→ **SET EXERCISE 1**
Answer these questions from the version control claims:
(a) Under claim 3, how is the compressed representation of the first version formed?
(b) Under claim 9, what is used to recreate the compression dictionary?
(c) Under claim 7, what is shifted into the buffer?
→ **SET EXERCISE 2**
Render this sentence from the version control claims in Spanish: "The method of claim 3, wherein performing one or more foreground tasks comprises retrieving a version of an artifact in response to a user request."

→ **PASSAGE GIVEN**
_____

1. A method of operating a version control system storing a plurality of versions of an artifact including at least a first version of the artifact and a second version of the artifact, each of the first version and the second version comprising strings of data, the method comprising:
a) forming a compressed representation of the first version of the artifact by:
i) forming a compression dictionary comprising strings of data from the first version of the artifact and the second version of the artifact;
ii) for each of a plurality of strings of data in the first version of the artifact, matching the string of data to a matching string of data in the compression dictionary;
iii) for each string of data in the first version of the artifact matched to a matching string of data in the compression dictionary, including in the compressed representation an indication of the matching string of data; and
b) storing the second version of the artifact and the compressed representation of the first version.
2. The method of claim 1, wherein including in the compressed representation an indication of the matching string of data comprises including in the compressed representation a value related to the size of the matching string of data and a value related to the position of the matching string of data within the compression dictionary.
3. The method of claim 1, wherein the method is performed on a processor executing foreground and background tasks and the method additionally comprises performing one or more foreground tasks and forming a compressed representation of the first version of an artifact is performed as a background task.
4. The method of claim 3, wherein performing one or more foreground tasks comprises retrieving a version of an artifact in response to a user request.
5. The method of claim 1, wherein:
a) forming a compression dictionary comprises loading in a buffer at least a portion of the first version of the artifact and at least a portion of the second version of the artifact; and
b) matching the string of data to a matching string of data in the compression dictionary comprises matching the string of data to a matching string of data in the buffer.
6. The method of claim 5, wherein including in the compressed representation an indication of the matching string of data comprises storing an indication of the position in the buffer of the matching string of data.
7. The method of claim 5, wherein the method additionally comprises shifting into the buffer a second portion of the first version of the artifact.
8. The method of claim 5, wherein:
a) the string comprises a plurality of character and the buffer stores a plurality of characters;
b) the method additionally comprises maintaining at least one pointer to a character in the buffer;
c) matching the string of data to a matching string of data in the buffer comprises comparing characters in the string to characters in the buffer based on their relationship to the character pointed to by the pointer; and
d) the method additionally comprises, upon selecting a matching string in the buffer, adjusting the at least one pointer based on the position of the matching string in the buffer.
9. The method of claim 1, additionally comprising recreating the first version of the artifact from the compressed representation by:
i) recreating the compression dictionary using the second version of the artifact;
ii) using an indication in the compressed representation to select a string from the compression dictionary; and
iii) using the string to update the compression dictionary and in the first version of the artifact.

_____

Segmentation data
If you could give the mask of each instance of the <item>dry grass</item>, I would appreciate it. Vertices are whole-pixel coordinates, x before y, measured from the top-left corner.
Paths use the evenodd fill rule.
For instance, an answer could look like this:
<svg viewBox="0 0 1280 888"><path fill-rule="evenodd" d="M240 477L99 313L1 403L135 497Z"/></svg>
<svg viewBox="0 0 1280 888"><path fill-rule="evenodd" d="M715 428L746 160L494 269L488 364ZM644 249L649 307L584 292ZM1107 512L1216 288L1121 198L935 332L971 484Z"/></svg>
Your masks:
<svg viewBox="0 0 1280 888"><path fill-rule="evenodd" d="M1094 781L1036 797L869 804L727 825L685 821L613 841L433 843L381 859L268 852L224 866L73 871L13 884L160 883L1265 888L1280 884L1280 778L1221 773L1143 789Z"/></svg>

_____

→ **EXERCISE RESULT 1**
(a) It is formed as a background task.
(b) The second version of the artifact is used.
(c) A second portion of the first version of the artifact is shifted into the buffer.

→ **EXERCISE RESULT 2**
El método de la reivindicación 3, en el que realizar una o más tareas en primer plano comprende recuperar una versión de un artefacto en respuesta a una solicitud de usuario.